◆ **Challenge**
In the lines below, find the one that contains "of the sky." and write it out exactly, along with every line that follows it.

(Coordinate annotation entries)

►

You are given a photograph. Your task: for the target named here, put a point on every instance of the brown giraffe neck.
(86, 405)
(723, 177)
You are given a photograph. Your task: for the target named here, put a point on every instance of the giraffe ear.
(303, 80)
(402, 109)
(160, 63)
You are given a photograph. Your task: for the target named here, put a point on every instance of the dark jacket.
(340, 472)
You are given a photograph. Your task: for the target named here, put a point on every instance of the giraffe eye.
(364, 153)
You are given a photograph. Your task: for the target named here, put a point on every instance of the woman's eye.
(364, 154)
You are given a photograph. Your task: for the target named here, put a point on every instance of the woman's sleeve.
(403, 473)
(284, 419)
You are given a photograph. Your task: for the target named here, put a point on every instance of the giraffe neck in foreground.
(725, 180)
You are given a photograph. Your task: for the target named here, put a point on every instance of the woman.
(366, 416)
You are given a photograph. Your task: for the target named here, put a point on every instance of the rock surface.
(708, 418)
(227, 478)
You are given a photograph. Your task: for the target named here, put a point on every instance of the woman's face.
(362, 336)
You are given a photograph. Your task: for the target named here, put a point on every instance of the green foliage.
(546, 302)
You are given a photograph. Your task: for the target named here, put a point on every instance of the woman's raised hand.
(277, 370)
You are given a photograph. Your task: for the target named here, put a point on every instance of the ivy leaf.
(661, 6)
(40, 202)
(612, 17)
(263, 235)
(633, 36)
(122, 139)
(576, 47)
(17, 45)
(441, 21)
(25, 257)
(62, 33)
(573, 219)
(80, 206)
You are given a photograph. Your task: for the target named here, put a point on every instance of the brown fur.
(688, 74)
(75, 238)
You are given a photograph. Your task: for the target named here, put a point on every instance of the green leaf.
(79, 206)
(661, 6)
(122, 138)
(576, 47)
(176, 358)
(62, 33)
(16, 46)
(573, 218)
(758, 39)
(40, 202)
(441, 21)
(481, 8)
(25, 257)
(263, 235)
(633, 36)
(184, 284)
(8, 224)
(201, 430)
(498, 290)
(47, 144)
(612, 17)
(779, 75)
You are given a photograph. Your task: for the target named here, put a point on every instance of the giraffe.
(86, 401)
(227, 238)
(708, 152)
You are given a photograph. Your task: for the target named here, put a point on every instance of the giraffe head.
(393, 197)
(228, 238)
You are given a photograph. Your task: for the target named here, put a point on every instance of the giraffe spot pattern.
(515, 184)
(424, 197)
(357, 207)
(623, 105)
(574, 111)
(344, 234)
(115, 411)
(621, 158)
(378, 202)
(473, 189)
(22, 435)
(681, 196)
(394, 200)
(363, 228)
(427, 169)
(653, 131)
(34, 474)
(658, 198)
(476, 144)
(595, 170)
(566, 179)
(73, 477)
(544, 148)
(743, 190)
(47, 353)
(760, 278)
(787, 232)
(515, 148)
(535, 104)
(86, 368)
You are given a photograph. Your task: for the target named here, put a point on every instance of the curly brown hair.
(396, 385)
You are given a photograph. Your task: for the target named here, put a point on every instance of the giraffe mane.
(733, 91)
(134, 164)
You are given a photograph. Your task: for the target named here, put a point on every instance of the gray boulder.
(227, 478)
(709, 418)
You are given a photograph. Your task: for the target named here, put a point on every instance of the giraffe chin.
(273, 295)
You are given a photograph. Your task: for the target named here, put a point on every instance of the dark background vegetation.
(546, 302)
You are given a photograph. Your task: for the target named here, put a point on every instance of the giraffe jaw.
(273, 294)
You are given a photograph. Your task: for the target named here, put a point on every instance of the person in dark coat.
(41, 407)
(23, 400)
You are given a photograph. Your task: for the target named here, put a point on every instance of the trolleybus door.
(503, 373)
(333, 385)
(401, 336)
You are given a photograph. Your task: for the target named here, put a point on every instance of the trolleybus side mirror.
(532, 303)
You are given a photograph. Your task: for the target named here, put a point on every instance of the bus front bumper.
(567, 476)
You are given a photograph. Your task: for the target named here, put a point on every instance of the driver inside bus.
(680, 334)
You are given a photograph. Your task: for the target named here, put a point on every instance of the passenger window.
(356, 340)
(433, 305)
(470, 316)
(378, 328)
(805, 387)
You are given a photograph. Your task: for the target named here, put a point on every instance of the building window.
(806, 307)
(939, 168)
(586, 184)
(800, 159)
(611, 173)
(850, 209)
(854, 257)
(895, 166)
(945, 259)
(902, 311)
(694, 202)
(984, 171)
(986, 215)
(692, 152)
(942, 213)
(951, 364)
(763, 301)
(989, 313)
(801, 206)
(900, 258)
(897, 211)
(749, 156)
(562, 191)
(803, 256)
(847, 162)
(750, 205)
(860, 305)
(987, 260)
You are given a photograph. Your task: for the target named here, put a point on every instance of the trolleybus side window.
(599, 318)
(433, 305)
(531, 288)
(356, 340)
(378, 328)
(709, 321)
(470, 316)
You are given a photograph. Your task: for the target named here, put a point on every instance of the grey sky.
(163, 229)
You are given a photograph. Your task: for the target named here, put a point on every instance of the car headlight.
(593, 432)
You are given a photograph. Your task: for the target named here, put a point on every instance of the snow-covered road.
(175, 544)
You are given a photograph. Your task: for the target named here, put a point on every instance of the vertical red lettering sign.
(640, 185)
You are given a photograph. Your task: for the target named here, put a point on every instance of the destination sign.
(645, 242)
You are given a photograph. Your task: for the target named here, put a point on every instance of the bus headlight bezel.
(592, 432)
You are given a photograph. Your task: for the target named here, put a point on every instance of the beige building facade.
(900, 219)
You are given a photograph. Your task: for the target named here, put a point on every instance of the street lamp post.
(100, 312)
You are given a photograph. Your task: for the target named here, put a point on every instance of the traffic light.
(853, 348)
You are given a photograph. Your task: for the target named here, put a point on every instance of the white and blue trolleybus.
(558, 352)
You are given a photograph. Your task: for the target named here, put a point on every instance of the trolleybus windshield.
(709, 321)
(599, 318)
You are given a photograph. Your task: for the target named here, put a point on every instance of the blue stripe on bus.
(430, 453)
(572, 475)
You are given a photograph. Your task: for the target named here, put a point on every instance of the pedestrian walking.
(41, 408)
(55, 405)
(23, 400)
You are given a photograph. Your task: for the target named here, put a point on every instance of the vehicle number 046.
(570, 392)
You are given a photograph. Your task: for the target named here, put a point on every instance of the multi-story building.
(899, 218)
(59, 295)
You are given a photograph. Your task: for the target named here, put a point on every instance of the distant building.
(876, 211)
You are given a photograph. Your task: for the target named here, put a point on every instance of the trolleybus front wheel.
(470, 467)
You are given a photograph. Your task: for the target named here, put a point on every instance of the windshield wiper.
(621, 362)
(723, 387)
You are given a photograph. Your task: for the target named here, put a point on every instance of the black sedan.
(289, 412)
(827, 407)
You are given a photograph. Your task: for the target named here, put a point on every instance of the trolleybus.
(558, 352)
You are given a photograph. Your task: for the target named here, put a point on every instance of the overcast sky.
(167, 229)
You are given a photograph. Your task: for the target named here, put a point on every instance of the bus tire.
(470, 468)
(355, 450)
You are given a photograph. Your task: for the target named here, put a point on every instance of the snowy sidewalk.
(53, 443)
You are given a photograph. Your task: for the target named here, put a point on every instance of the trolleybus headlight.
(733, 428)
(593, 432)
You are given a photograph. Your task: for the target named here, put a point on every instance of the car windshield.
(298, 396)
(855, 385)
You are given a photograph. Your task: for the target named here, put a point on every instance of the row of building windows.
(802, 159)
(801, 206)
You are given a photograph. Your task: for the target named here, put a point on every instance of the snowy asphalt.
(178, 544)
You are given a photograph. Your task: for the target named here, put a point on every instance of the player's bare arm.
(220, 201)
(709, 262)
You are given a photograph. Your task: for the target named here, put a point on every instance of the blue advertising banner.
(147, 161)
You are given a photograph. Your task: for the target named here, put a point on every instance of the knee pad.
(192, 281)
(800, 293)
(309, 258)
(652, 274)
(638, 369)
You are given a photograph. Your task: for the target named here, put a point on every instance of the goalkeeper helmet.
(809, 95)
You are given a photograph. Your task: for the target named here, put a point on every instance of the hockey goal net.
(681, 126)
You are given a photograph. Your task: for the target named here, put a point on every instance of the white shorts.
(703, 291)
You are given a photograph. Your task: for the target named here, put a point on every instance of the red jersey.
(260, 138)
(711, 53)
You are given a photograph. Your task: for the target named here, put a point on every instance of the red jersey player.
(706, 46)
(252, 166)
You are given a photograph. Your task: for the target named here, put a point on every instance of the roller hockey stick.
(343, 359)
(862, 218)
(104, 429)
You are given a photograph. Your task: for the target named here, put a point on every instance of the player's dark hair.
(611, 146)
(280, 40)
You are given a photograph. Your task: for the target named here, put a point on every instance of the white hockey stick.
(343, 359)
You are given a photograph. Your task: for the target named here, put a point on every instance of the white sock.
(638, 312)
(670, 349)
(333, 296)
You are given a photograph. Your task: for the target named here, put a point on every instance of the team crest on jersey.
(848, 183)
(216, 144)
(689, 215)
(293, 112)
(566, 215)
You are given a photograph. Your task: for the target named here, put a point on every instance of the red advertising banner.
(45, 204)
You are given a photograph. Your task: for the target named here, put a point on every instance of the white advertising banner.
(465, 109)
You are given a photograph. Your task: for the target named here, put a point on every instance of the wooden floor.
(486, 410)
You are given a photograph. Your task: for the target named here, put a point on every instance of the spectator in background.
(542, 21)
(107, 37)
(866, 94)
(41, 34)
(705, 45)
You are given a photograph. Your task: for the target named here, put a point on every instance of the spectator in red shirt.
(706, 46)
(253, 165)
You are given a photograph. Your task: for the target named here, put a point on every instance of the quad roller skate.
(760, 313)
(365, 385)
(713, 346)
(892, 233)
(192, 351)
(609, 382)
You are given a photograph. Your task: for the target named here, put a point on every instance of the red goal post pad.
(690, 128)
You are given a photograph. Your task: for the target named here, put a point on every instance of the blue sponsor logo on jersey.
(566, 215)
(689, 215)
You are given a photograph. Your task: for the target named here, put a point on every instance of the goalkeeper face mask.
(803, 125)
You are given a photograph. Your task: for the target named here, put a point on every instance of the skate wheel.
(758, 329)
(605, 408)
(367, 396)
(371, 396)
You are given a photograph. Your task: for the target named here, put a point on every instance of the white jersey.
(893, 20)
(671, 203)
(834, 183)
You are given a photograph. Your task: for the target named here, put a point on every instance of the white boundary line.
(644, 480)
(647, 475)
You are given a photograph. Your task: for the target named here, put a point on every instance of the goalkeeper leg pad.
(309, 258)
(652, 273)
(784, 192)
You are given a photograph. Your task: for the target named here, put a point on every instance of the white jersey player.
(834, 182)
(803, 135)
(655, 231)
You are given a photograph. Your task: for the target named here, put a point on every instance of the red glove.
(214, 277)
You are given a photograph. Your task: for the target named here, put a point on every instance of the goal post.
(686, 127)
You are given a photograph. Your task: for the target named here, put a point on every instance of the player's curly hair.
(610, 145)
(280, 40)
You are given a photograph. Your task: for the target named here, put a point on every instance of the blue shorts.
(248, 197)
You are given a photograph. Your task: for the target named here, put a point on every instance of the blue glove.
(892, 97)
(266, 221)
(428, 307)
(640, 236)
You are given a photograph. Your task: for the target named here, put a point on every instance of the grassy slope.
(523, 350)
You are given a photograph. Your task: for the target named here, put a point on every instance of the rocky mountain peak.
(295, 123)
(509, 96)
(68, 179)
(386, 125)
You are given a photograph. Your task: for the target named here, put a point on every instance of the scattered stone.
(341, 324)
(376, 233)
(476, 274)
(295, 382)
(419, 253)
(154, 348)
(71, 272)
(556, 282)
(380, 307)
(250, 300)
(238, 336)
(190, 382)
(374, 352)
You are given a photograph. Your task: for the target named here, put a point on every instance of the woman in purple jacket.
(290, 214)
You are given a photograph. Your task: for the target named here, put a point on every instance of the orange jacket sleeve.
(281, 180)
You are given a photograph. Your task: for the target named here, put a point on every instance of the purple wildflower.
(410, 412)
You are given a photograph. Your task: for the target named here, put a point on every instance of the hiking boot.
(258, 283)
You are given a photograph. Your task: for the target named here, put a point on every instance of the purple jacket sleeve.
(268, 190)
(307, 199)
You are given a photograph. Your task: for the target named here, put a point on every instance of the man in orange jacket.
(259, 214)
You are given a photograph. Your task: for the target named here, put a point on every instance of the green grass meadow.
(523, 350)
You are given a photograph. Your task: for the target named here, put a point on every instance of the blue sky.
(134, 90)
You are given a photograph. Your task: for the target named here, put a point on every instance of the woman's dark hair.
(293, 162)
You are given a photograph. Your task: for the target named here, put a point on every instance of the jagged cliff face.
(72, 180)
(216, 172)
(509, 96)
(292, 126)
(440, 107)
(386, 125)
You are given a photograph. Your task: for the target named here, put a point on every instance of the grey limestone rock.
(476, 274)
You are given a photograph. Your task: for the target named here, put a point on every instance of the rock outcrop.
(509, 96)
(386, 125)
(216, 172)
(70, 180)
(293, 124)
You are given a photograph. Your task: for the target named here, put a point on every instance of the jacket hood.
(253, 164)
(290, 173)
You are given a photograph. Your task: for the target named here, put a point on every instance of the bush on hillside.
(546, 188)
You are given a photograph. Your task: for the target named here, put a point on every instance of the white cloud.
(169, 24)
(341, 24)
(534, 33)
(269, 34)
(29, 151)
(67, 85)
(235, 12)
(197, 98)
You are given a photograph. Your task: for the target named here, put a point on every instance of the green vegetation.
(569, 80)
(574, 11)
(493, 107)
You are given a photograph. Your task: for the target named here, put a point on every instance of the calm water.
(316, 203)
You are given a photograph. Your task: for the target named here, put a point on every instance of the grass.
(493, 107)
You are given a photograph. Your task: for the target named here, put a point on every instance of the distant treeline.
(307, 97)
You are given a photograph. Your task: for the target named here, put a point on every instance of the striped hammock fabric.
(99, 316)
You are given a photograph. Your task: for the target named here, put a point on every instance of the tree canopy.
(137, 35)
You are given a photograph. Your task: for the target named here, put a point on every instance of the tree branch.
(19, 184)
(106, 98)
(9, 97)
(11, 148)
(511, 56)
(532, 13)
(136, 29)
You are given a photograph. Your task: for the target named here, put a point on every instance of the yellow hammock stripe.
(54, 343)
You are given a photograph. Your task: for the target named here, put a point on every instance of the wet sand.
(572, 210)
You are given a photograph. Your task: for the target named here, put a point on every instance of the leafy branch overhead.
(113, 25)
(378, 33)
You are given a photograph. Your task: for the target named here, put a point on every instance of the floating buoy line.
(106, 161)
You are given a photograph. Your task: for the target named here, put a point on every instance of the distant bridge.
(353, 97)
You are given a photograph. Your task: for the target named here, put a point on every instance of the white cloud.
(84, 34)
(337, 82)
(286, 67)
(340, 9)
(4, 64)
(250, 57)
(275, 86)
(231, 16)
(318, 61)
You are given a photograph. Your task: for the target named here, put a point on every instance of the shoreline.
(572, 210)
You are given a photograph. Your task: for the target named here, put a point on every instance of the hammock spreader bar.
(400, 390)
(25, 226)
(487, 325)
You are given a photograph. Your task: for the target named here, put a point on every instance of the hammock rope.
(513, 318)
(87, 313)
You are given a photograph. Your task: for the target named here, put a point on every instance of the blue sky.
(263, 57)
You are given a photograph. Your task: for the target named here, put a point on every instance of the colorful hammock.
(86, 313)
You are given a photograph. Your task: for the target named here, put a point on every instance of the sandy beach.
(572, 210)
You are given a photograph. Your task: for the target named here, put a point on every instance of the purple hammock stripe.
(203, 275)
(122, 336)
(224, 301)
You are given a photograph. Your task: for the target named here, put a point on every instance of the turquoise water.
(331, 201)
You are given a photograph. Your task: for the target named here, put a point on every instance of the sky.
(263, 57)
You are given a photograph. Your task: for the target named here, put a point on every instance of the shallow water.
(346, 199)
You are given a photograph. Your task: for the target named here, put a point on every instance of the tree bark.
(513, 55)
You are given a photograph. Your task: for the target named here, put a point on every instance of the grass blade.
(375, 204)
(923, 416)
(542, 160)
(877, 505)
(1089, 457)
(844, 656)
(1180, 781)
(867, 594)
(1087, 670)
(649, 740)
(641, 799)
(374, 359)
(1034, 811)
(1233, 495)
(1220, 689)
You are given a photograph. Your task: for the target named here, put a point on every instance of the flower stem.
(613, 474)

◄

◆ **Correct result**
You are given a photograph. Your task: for the target named here, put a point on every instance of the sky.
(263, 57)
You are given a photograph. Your task: for the target named here, put a point on every instance of the shallow water.
(346, 199)
You are given a photograph. Your task: for the target named here, put a point on every instance of the tree bark.
(513, 55)
You are given a photograph. Your task: for the target named here, put a point on every instance of the grass blade.
(375, 204)
(923, 416)
(542, 160)
(877, 505)
(1089, 457)
(844, 656)
(1180, 781)
(867, 594)
(1087, 670)
(649, 740)
(641, 799)
(374, 359)
(1034, 811)
(1233, 495)
(1220, 689)
You are given a photograph. Your task: for the target named here, put a point on every instance of the flower stem.
(613, 474)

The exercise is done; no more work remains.